[A block of data]
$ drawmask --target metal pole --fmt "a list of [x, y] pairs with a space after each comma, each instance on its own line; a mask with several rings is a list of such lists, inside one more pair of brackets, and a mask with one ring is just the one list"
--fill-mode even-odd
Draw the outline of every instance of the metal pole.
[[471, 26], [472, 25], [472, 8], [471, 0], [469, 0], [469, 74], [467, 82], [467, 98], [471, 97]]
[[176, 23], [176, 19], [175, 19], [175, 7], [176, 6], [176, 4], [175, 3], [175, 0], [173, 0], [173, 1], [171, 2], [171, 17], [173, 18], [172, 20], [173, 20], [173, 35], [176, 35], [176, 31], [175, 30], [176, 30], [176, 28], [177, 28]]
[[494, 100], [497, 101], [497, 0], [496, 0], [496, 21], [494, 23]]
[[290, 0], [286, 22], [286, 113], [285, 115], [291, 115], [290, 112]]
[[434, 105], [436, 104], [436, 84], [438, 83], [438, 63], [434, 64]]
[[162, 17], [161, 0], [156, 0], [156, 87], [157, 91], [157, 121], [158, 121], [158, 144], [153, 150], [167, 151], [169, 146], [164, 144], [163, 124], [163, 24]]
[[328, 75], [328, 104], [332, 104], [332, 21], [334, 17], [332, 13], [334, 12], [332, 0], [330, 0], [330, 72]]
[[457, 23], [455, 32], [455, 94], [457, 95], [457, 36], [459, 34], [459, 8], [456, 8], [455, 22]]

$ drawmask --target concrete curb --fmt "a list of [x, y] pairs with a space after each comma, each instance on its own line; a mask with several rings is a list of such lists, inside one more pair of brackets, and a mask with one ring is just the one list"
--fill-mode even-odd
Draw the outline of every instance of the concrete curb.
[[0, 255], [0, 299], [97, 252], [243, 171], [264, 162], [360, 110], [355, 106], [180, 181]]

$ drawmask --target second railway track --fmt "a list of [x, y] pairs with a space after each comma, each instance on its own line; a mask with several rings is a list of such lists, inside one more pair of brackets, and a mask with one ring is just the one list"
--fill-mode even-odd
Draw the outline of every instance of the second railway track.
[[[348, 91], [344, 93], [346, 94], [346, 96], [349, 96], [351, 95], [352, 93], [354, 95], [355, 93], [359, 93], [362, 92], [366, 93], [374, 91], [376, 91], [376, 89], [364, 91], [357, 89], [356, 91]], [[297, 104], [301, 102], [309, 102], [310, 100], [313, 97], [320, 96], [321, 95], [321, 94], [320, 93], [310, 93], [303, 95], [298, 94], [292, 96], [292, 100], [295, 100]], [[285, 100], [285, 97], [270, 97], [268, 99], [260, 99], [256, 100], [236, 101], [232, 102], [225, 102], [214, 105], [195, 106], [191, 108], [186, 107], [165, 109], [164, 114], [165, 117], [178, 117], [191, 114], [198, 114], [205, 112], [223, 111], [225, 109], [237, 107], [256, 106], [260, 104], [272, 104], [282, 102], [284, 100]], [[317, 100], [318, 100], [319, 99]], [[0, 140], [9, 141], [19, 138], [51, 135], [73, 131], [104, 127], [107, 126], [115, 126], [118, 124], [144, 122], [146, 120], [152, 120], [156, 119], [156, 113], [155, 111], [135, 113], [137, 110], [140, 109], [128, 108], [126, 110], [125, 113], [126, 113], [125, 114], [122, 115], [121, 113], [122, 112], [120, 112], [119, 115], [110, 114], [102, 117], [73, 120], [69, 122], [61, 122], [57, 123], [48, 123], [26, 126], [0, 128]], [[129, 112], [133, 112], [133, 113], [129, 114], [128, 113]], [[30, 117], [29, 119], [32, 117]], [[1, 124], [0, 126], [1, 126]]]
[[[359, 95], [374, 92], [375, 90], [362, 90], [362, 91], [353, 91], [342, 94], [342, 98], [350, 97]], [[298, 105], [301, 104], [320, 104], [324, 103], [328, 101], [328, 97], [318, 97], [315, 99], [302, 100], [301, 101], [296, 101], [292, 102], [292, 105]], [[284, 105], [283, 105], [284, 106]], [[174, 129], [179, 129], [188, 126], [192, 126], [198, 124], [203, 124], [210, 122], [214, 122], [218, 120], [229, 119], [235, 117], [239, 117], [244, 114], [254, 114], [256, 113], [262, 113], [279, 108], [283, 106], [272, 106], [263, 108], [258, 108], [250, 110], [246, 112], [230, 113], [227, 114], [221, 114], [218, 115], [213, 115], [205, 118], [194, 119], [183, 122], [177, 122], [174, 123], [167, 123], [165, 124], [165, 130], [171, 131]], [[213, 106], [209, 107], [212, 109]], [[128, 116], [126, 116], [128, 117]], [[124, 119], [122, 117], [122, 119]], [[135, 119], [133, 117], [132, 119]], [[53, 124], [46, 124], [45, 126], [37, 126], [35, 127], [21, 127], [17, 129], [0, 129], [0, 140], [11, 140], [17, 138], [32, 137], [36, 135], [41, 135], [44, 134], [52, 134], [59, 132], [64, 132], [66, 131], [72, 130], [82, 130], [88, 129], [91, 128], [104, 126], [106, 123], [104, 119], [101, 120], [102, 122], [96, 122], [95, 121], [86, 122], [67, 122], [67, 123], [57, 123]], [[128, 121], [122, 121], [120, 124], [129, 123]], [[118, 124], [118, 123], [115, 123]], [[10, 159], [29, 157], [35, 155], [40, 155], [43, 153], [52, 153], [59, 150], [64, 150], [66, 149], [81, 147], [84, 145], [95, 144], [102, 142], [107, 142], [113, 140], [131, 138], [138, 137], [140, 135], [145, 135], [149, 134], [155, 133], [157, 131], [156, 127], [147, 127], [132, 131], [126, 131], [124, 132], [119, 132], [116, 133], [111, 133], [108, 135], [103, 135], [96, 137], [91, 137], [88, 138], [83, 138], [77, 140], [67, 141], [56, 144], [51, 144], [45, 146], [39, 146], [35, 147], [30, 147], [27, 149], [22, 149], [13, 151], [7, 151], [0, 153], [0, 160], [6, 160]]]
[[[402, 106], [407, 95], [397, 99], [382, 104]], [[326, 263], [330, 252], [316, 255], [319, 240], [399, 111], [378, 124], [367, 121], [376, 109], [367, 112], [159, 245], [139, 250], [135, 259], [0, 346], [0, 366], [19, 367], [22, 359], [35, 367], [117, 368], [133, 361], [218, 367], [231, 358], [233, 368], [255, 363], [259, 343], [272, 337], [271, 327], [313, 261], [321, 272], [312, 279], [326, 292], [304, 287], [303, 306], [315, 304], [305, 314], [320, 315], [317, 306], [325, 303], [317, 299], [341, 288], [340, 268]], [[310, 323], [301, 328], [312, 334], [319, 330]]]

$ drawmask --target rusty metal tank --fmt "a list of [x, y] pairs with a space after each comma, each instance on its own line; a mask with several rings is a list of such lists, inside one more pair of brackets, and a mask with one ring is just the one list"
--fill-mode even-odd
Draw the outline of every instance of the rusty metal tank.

- What the task asks: Rewrite the lines from the start of the block up to and including the line with "98], [471, 97]]", scaling every x and y coordinate by 0.85 and rounding to whole numbers, halves up. Leave all other text on those lines unchanged.

- Solution:
$ drawmask --target metal pole --fmt "a list of [x, y] pairs with a space after each comma, each instance on its own line; a mask with several rings is a list of such lists, inside one more pair of brackets, and a mask with one ring is just the one list"
--fill-mode even-odd
Draw the outline of every instance of the metal pole.
[[400, 22], [401, 21], [401, 7], [400, 0], [399, 0], [399, 63], [397, 70], [397, 83], [400, 82]]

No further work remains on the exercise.